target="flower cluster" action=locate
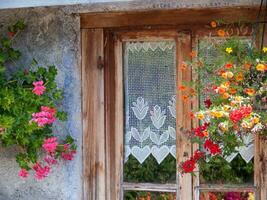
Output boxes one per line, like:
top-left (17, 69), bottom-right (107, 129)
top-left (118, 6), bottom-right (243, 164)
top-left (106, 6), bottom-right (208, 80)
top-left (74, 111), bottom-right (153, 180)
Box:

****************************************

_Task details_.
Without including any pictures, print each record exactly.

_Solution to the exercise_.
target="flower cluster" action=locate
Output boxes one per line, like:
top-left (17, 69), bottom-right (107, 129)
top-left (118, 6), bottom-right (243, 164)
top-left (106, 6), bottom-right (208, 80)
top-left (74, 111), bottom-right (153, 180)
Box:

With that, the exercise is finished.